Pointing records:
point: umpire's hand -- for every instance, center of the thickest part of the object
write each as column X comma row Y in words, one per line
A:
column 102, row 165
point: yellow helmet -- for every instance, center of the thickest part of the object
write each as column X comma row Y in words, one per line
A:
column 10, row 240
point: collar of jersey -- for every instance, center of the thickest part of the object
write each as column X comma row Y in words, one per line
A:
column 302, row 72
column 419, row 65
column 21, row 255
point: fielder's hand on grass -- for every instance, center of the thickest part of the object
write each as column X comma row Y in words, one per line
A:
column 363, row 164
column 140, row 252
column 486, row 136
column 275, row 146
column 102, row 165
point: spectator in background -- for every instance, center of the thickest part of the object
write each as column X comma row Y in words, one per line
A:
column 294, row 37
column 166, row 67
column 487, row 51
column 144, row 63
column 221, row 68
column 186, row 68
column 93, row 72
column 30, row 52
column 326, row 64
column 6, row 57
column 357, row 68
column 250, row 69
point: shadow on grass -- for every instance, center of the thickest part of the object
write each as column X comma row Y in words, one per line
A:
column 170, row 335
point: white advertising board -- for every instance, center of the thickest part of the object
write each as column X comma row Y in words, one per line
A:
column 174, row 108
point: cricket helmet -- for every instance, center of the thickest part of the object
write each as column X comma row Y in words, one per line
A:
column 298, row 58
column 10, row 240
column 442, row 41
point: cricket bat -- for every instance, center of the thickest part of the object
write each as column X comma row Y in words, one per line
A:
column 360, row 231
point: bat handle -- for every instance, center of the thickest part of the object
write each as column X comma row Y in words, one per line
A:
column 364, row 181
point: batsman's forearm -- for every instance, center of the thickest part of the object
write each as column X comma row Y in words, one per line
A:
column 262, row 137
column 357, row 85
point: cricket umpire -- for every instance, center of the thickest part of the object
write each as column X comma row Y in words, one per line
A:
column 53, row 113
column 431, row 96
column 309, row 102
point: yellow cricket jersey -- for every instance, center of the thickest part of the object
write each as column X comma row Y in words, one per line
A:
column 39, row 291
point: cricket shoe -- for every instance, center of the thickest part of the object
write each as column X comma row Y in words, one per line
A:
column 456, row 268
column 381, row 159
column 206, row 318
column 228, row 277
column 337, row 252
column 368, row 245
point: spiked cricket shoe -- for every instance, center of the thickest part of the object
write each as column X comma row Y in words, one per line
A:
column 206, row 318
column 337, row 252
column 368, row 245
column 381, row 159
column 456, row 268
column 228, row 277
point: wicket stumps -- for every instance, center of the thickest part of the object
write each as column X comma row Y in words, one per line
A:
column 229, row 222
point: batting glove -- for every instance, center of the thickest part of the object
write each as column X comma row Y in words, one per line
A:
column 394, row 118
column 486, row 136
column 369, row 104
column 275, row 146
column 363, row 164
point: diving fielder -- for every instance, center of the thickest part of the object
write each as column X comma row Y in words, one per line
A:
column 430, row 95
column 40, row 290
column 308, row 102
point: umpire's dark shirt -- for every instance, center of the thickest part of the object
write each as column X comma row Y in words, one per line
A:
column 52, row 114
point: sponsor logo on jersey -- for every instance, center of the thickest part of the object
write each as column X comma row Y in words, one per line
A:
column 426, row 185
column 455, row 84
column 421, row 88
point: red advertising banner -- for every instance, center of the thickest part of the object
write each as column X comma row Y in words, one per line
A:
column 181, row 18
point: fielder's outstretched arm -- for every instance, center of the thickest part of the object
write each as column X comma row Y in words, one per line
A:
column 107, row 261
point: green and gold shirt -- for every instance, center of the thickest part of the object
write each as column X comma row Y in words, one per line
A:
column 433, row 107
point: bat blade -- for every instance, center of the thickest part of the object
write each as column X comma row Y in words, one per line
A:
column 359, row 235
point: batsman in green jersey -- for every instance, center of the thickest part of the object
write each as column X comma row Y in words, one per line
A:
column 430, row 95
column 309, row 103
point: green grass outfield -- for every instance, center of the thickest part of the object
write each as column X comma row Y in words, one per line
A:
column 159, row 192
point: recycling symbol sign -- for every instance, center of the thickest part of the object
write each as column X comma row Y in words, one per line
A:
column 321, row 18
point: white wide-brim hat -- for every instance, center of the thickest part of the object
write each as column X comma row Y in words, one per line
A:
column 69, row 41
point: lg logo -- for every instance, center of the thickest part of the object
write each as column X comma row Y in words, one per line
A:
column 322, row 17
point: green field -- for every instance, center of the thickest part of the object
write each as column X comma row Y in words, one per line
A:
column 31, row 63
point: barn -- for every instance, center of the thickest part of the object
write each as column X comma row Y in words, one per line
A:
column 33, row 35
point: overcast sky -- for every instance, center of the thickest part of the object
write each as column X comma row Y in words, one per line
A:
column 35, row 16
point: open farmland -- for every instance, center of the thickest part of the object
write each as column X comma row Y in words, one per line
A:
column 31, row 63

= Task goal =
Arrange these lines as a numbered list, leaving out any blank lines.

= Response =
1. point: umpire's hand -- for every instance, center of the thickest part of the object
2. write each as column X comma row Y in words, one per line
3. A:
4. column 102, row 165
5. point: yellow helmet -- for every instance, center of the thickest part of the object
6. write each as column X comma row Y in words, one per line
7. A:
8. column 10, row 240
9. point: collar of jersey -- for every instance, center of the thickest part of the object
10. write each as column X comma row Y in words, one per line
11. A:
12. column 302, row 72
13. column 419, row 65
14. column 21, row 255
15. point: fielder's hand on grass -- for every instance, center of the thickest part of the object
16. write each as column X comma row Y in words, one per line
17. A:
18. column 363, row 164
19. column 140, row 252
20. column 486, row 136
21. column 275, row 146
22. column 102, row 165
23. point: spectator in background -- for every instance, center of the thickest part of the object
24. write each as column X comma row Y in words, one per line
25. A:
26. column 294, row 37
27. column 166, row 67
28. column 487, row 51
29. column 144, row 63
30. column 221, row 68
31. column 186, row 68
32. column 93, row 72
33. column 30, row 52
34. column 326, row 64
35. column 6, row 57
36. column 357, row 68
37. column 250, row 69
38. point: shadow on grass -- for every instance, center of the thickest part of the object
39. write each as column X comma row Y in words, one per line
40. A:
41. column 170, row 335
42. point: white advertising board -- for every instance, center of the thickest part of the object
43. write each as column X comma row Y in words, one per line
44. A:
45. column 174, row 108
46. point: cricket helmet -- for every instance, center of the thickest part of the object
47. write each as column X comma row Y in words, one per line
48. A:
49. column 298, row 58
50. column 10, row 240
51. column 442, row 41
52. point: cricket bat -- for every instance, center of the thickest part of the object
53. write each as column X comma row Y in words, one per line
54. A:
55. column 360, row 231
56. point: bat handle -- for every instance, center of the thickest part of the object
57. write each as column X comma row Y in words, one per line
58. A:
59. column 364, row 181
60. point: batsman's forearm -- for every instance, center of the thickest part of the object
61. write each as column X comma row Y in words, one per line
62. A:
63. column 262, row 137
64. column 357, row 85
65. point: cricket umpire -- for every instance, center of the thickest part of the object
66. write each as column X comma row Y in words, one per line
67. A:
68. column 53, row 113
69. column 431, row 96
70. column 309, row 102
71. point: yellow cricket jersey -- for every instance, center of the thickest part of the object
72. write each as column X comma row Y in words, one per line
73. A:
74. column 39, row 291
75. point: cricket shoe -- for every instance, center of the thickest part of the object
76. write each as column X comma row Y in words, one per line
77. A:
78. column 456, row 268
79. column 381, row 159
80. column 206, row 318
81. column 228, row 277
82. column 337, row 252
83. column 368, row 245
84. point: spiked cricket shoe -- for every instance, center of the thickest part of the object
85. write each as column X comma row Y in words, one per line
86. A:
87. column 206, row 318
88. column 337, row 252
89. column 368, row 245
90. column 381, row 159
91. column 456, row 268
92. column 228, row 277
93. point: wicket stumps -- for every instance, center of the thickest part of the object
94. write each as column X comma row Y in words, one per line
95. A:
96. column 229, row 222
97. point: batting glove -- for every instance, center of the thickest part of the object
98. write each as column X comma row Y in words, one per line
99. A:
100. column 394, row 118
101. column 486, row 136
102. column 369, row 104
103. column 275, row 146
104. column 363, row 164
105. point: diving fielder -- for every instance, center of the thickest part of the object
106. write each as column X comma row Y in words, one per line
107. A:
108. column 430, row 95
109. column 40, row 290
110. column 308, row 102
111. point: umpire's dark shirt -- for every instance, center of the thickest part of the object
112. write each as column X comma row Y in words, one per line
113. A:
114. column 52, row 114
115. point: sponsor logo on jersey -- for every instance, center of the thickest part of the object
116. write each as column X comma row Y in words, one per line
117. A:
118. column 426, row 185
119. column 455, row 84
120. column 421, row 88
121. point: red advertising banner -- for every instance, center of the thickest part of the object
122. write each as column X comma row Y in words, one per line
123. A:
124. column 181, row 18
125. point: fielder's outstretched arm -- for every instance, center of the thickest part of the object
126. write each as column X comma row Y in words, one per line
127. A:
128. column 107, row 261
129. point: green and gold shirt -- for every instance, center of the thickest part of the object
130. write each as column X comma row Y in words, one per line
131. A:
132. column 433, row 107
133. point: bat blade -- for every instance, center of the thickest part of the object
134. write each as column X comma row Y in words, one per line
135. A:
136. column 359, row 235
137. point: batsman in green jersey -- for every instance, center of the thickest part of the object
138. write each as column X comma row Y in words, one per line
139. A:
140. column 430, row 95
141. column 309, row 103
142. point: green grass outfield -- for every instance, center of the thickest part of the object
143. write each as column X comma row Y in words, one per line
144. A:
145. column 159, row 192
146. point: recycling symbol sign -- for every instance, center of the thickest part of the object
147. write each as column X comma row Y in words, one per line
148. A:
149. column 321, row 18
150. point: white wide-brim hat -- for every instance, center of the thickest part of the object
151. write each as column X comma row Y in words, one per line
152. A:
153. column 69, row 41
154. point: lg logo -- for every instance, center of the thickest part of the object
155. write each as column X comma row Y in words, one per line
156. A:
157. column 322, row 17
158. point: green field -- for every instance, center of the thickest part of the object
159. write each as column X comma row Y in words, one per line
160. A:
161. column 31, row 63
162. point: barn -- for every instance, center of the thickest part of the object
163. write each as column X comma row Y in words, one per line
164. A:
165. column 33, row 35
166. point: overcast sky -- for every instance, center of the thickest part of the object
167. write each as column X comma row Y in words, one per line
168. A:
169. column 35, row 16
170. point: open farmland -- for every instance, center of the thickest part of the object
171. write each as column X comma row Y in words, one per line
172. A:
173. column 31, row 63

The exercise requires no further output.